* START INPUT FOR THIS TASK *
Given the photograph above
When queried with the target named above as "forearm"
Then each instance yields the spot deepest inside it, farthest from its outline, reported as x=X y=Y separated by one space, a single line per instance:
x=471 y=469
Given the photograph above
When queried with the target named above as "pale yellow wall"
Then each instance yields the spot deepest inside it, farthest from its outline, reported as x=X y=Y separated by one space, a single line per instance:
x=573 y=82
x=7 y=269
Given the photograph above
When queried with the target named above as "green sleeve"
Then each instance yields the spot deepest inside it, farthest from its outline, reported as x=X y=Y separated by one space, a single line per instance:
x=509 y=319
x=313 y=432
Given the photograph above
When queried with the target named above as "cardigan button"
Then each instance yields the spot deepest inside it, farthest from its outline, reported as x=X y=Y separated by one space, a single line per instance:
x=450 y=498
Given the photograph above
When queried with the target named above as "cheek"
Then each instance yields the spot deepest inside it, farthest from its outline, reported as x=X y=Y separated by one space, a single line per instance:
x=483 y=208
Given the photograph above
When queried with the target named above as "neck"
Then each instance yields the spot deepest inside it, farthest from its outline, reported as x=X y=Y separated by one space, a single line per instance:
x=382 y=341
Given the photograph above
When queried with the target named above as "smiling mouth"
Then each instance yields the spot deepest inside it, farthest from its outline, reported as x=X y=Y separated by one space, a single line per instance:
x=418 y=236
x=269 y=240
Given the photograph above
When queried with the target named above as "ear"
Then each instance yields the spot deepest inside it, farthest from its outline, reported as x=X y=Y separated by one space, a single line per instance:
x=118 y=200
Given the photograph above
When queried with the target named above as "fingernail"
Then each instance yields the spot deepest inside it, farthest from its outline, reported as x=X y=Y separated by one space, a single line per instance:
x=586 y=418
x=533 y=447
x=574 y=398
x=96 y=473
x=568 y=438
* END INPUT FOR THIS TASK *
## [PROBLEM REQUIREMENTS]
Copy the lines without any change, from the first line of the records up to and including the line with "x=313 y=432".

## [EXERCISE ANSWER]
Given the photograph above
When queried with the target named above as "forearm"
Then each instance yields the spot deepest inside it, farthest from its outline, reported as x=X y=Y separated by one space, a single line per instance:
x=471 y=469
Given the photograph above
When queried with the target named above as "pale yellow wall"
Then each instance yields the spot deepest inside it, farthest from its outline, reported as x=X y=Y separated by one space, a single line per instance:
x=573 y=82
x=7 y=269
Given the photograph above
When queried with the target named above as "green sleeve"
Then each instance yields the spot deepest inside it, farthest from its outline, reported as x=X y=Y separated by one space, a single line per instance:
x=509 y=319
x=313 y=432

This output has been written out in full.